RECORDS SUPPLIED
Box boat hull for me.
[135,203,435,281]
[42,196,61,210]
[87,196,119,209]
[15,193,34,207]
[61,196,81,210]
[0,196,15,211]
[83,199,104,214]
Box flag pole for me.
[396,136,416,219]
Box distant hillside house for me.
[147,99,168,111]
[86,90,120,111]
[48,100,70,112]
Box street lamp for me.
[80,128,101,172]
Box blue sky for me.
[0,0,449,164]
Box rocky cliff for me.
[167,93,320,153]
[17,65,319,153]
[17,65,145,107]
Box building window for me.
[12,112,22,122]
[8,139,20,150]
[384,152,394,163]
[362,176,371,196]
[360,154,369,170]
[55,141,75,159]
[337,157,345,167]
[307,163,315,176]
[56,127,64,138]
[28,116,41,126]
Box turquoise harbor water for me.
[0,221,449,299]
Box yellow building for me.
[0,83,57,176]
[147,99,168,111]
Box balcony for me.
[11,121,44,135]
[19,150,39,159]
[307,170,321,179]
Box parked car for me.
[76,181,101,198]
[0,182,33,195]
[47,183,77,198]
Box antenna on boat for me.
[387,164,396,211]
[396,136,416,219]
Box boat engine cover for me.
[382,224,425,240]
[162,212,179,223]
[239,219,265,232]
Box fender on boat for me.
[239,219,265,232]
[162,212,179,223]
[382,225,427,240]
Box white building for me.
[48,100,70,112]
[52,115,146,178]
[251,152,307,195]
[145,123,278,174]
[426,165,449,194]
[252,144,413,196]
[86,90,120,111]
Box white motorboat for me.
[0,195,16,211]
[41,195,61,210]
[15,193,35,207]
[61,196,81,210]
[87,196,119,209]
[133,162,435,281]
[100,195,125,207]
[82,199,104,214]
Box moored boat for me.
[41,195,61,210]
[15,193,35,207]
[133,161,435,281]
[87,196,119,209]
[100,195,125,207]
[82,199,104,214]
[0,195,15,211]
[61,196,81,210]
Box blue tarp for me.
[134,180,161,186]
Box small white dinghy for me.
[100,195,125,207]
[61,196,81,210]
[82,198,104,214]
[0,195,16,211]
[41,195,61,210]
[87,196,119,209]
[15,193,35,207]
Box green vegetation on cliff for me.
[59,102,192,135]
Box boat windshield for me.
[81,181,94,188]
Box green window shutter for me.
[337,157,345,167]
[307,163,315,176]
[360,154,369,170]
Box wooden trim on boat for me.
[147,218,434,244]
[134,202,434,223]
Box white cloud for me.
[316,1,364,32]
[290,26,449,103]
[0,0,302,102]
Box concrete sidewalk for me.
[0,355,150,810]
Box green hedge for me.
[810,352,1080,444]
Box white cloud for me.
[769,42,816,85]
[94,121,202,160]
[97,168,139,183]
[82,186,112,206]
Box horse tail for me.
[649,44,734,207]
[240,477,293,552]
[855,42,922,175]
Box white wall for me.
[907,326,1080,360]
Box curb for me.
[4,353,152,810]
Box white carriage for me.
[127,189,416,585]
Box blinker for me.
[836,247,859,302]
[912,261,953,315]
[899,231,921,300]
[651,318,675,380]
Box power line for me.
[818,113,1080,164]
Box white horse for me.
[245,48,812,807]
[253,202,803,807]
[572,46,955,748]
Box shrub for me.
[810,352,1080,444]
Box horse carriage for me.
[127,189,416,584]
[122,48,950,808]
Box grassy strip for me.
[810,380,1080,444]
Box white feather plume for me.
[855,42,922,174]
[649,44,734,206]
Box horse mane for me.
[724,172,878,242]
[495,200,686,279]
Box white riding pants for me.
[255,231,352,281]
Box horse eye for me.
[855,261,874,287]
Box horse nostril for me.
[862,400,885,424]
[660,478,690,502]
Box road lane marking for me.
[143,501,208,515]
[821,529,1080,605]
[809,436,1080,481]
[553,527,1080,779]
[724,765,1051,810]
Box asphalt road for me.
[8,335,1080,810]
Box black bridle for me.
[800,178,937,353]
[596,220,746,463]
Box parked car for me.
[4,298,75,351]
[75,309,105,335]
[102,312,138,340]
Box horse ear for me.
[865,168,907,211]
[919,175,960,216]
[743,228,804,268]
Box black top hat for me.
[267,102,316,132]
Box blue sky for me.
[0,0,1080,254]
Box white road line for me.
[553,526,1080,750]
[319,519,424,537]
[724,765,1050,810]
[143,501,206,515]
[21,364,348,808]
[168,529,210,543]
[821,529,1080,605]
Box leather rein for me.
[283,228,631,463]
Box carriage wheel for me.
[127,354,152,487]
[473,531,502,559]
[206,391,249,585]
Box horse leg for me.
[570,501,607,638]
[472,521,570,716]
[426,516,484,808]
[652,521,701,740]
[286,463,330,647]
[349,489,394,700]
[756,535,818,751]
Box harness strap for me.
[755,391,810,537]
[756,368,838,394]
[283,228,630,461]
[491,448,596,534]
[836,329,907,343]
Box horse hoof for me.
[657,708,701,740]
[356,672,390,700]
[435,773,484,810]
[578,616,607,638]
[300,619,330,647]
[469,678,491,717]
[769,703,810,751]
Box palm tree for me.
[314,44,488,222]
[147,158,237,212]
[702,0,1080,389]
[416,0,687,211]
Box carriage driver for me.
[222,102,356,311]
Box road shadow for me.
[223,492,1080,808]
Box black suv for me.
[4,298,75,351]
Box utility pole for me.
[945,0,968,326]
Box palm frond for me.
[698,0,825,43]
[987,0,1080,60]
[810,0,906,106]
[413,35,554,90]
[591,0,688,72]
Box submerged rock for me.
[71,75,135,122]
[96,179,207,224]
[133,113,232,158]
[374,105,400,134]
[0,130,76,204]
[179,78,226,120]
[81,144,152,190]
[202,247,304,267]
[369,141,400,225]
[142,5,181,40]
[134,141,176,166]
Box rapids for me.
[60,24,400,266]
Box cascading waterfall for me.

TASK STATEMENT
Show each line in the records that contains the word "carriage".

TASK SOLUTION
Box white carriage for me.
Box horse carriage for me.
Box carriage wheel for me.
Box carriage driver for me.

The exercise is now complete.